Copy out, character for character, the lines beginning with the line that contains "For the evaluation set, locate the grassy" and continuing through the line that contains "x=142 y=715", including both of those lines.
--- BEGIN Records ---
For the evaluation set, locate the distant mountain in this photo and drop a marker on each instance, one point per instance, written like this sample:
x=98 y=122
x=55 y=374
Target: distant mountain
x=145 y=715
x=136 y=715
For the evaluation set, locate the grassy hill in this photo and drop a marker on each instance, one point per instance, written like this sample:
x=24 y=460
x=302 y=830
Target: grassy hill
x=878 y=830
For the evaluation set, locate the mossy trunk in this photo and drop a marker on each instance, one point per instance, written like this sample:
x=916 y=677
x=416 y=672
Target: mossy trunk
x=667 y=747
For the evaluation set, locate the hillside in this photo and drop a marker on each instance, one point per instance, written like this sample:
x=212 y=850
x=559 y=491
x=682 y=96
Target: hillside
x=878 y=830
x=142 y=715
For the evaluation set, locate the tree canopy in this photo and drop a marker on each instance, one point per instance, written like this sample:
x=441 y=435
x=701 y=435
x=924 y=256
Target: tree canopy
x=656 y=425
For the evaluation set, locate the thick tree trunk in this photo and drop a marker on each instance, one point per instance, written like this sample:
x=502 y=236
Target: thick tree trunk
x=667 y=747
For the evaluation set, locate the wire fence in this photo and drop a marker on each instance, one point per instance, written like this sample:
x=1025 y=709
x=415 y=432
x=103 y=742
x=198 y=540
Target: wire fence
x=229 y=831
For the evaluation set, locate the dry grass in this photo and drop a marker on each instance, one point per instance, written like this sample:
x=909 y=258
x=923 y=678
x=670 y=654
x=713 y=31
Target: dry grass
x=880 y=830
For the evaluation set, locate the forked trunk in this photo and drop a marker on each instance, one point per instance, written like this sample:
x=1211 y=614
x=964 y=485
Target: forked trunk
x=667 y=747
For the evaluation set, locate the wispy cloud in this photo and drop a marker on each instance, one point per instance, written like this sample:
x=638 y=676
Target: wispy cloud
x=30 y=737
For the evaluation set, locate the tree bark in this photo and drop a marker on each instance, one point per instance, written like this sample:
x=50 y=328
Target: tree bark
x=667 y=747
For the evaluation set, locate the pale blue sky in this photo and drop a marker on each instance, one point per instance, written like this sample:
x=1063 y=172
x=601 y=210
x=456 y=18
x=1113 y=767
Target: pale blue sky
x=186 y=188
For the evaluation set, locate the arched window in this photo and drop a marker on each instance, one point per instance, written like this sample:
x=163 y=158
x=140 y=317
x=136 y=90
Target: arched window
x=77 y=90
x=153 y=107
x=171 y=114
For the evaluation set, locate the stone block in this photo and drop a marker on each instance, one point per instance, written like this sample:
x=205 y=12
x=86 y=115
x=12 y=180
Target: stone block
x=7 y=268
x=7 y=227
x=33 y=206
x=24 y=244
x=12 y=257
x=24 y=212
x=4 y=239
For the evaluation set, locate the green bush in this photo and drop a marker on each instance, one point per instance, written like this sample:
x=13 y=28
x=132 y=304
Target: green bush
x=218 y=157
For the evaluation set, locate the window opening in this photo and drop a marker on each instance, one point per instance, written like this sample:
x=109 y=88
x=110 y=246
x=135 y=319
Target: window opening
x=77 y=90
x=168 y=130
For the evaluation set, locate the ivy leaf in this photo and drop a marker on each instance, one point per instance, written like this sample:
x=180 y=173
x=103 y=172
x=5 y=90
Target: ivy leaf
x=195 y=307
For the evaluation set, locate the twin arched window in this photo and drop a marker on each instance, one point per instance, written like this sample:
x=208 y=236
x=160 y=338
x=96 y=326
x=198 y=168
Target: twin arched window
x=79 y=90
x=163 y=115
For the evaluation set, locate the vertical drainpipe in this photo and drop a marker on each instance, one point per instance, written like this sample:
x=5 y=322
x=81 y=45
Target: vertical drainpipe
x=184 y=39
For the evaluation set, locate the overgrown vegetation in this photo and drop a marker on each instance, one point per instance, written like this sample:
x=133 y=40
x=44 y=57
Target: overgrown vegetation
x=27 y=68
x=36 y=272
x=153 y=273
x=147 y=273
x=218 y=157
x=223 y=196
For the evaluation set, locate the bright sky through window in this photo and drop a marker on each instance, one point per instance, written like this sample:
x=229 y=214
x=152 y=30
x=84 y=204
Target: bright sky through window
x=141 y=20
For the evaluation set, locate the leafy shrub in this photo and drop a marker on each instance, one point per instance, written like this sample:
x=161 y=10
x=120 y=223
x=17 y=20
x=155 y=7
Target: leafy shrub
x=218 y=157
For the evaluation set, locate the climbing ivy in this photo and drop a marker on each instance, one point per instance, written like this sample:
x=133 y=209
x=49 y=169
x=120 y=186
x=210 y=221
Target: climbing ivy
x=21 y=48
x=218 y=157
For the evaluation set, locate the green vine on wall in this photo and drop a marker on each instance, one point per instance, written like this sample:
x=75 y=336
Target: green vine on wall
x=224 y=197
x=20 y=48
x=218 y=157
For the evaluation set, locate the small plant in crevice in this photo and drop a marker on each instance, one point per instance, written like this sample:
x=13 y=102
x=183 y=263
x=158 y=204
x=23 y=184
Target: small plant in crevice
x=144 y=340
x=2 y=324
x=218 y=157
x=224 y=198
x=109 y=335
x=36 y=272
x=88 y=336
--- END Records ---
[Answer to the task]:
For the evaluation set, locate the grassy hill in this photo and drop a marker on each instance, one point per instance, written like this sample:
x=24 y=460
x=302 y=830
Target: grassy hill
x=878 y=830
For the evaluation set, locate the mossy trunk in this photo and drop a marker on each instance, one point per instance, written like this sample:
x=916 y=677
x=416 y=672
Target: mossy trunk
x=667 y=747
For the evaluation set, locate the hillside in this photo and drop a marker on each instance, one point per instance, written like this sample:
x=212 y=850
x=559 y=491
x=682 y=96
Target: hillside
x=878 y=830
x=142 y=715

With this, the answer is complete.